Exercise details: Output exactly the lines between the one holding "Please indicate the woman" and the last line of the data below, both of those lines included.

Natural language region descriptions
• • •

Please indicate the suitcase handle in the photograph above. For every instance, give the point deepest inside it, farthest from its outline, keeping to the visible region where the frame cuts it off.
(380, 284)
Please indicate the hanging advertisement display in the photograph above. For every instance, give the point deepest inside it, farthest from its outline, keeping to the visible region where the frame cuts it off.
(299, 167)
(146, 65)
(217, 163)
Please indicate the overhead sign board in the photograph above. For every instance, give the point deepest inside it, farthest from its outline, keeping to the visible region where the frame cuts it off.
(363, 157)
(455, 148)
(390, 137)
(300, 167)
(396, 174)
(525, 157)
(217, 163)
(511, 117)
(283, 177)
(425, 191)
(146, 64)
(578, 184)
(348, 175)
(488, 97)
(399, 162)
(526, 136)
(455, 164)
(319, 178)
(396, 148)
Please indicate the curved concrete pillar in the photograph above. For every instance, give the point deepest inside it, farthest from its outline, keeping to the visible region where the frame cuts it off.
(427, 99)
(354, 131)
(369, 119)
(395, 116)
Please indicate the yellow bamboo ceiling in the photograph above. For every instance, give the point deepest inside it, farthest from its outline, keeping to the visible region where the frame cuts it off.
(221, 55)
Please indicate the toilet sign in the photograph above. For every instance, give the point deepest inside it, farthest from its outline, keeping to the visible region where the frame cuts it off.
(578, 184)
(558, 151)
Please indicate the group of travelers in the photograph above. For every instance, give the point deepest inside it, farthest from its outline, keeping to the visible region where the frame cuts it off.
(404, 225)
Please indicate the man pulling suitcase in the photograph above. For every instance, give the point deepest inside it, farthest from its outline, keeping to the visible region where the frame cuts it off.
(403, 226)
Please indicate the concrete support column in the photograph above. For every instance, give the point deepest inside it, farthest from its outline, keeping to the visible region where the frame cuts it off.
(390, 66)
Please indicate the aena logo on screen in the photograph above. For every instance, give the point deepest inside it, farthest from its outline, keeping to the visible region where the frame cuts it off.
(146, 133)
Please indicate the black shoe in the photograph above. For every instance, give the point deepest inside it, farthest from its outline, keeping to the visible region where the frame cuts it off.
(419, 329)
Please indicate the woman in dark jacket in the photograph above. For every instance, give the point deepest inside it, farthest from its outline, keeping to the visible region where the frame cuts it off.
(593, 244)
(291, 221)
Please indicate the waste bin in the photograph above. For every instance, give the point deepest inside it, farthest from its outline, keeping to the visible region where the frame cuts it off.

• • •

Task answer:
Please indicate the woman in dark jacket in the photograph above. For every instance, give the point deepest inside it, farthest from its outline, keeping to the visible region where the frame cuts it off.
(593, 244)
(291, 221)
Please indicate the waste bin in the photograph above. For every instance, give the point deepest inside it, farthest from its outline, keeping to the visible region where the frame cuts it off.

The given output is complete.